Please return every line of the listing. Keep each one exact.
- - - - - - -
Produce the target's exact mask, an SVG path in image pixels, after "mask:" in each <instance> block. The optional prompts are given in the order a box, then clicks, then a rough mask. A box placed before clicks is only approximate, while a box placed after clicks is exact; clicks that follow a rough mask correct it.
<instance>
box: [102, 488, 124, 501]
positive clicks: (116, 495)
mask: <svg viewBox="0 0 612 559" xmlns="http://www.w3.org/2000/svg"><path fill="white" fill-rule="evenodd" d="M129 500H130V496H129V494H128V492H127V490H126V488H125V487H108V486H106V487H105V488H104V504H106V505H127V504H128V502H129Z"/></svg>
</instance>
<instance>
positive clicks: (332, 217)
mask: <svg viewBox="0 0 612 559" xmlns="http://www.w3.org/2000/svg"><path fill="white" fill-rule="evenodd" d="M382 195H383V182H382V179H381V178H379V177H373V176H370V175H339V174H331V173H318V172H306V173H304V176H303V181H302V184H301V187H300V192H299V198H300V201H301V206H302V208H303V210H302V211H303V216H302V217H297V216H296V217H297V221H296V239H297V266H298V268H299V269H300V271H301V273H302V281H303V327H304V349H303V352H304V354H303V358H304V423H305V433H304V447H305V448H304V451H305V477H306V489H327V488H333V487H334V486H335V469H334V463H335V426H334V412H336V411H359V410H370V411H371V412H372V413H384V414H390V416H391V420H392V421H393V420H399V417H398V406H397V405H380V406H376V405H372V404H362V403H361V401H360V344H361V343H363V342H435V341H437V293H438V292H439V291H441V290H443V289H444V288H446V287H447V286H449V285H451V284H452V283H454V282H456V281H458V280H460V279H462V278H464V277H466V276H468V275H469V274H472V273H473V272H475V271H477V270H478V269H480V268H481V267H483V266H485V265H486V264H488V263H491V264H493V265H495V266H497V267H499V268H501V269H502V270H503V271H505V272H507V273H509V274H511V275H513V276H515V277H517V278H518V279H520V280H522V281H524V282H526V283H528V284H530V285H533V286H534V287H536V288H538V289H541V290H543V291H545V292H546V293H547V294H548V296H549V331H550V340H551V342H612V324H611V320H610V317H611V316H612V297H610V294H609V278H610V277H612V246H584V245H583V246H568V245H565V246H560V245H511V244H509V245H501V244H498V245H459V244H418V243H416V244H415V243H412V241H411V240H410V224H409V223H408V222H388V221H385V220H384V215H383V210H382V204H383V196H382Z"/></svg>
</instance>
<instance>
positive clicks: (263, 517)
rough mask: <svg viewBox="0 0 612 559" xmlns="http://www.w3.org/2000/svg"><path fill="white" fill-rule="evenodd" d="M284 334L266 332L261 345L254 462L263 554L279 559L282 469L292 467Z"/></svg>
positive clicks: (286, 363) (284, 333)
- - - - - - -
◆ Your solution:
Produce the target's exact mask, an SVG path in image pixels, after "mask:" in each <instance> block. The optional prompts are given in the order a box, then clicks, then a rough mask. A box placed before clicks is only approximate, while a box placed after clicks is exact; clicks that follow a rough mask correct it.
<instance>
box: [102, 488, 124, 501]
positive clicks: (116, 495)
mask: <svg viewBox="0 0 612 559" xmlns="http://www.w3.org/2000/svg"><path fill="white" fill-rule="evenodd" d="M129 500H130V496H129V494H128V492H127V490H126V488H125V487H108V486H106V487H105V488H104V504H106V505H127V504H128V502H129Z"/></svg>
</instance>
<instance>
positive clicks: (332, 217)
mask: <svg viewBox="0 0 612 559" xmlns="http://www.w3.org/2000/svg"><path fill="white" fill-rule="evenodd" d="M382 195H383V182H382V179H381V178H379V177H373V176H370V175H339V174H331V173H318V172H306V173H304V176H303V181H302V184H301V187H300V192H299V198H300V201H301V206H302V208H303V210H302V211H303V216H302V217H297V216H296V217H297V221H296V239H297V266H298V268H299V269H300V271H301V273H302V281H303V327H304V349H303V352H304V354H303V358H304V423H305V433H304V447H305V448H304V451H305V477H306V489H327V488H333V487H334V486H335V469H334V463H335V426H334V412H336V411H359V410H370V411H371V412H372V413H384V414H390V416H391V420H392V421H393V420H399V417H398V406H397V405H380V406H376V405H372V404H362V403H361V401H360V344H361V343H363V342H435V341H437V293H438V292H439V291H441V290H443V289H444V288H446V287H447V286H449V285H451V284H452V283H454V282H456V281H458V280H460V279H462V278H464V277H466V276H468V275H469V274H472V273H473V272H475V271H477V270H478V269H480V268H481V267H483V266H485V265H486V264H488V263H491V264H493V265H495V266H497V267H499V268H501V269H502V270H503V271H505V272H507V273H509V274H511V275H513V276H515V277H517V278H518V279H520V280H522V281H524V282H526V283H528V284H530V285H533V286H534V287H536V288H538V289H541V290H543V291H545V292H546V293H547V294H548V296H549V331H550V340H551V342H612V324H611V320H610V317H611V316H612V297H610V294H609V278H610V277H612V246H584V245H583V246H568V245H565V246H560V245H511V244H509V245H501V244H498V245H459V244H418V243H416V244H415V243H412V241H411V240H410V224H409V223H408V222H388V221H385V220H384V215H383V210H382V204H383V196H382Z"/></svg>
</instance>
<instance>
positive clicks: (263, 517)
rough mask: <svg viewBox="0 0 612 559" xmlns="http://www.w3.org/2000/svg"><path fill="white" fill-rule="evenodd" d="M284 334L266 332L261 345L254 462L263 554L279 559L282 469L292 467Z"/></svg>
positive clicks: (286, 363) (284, 333)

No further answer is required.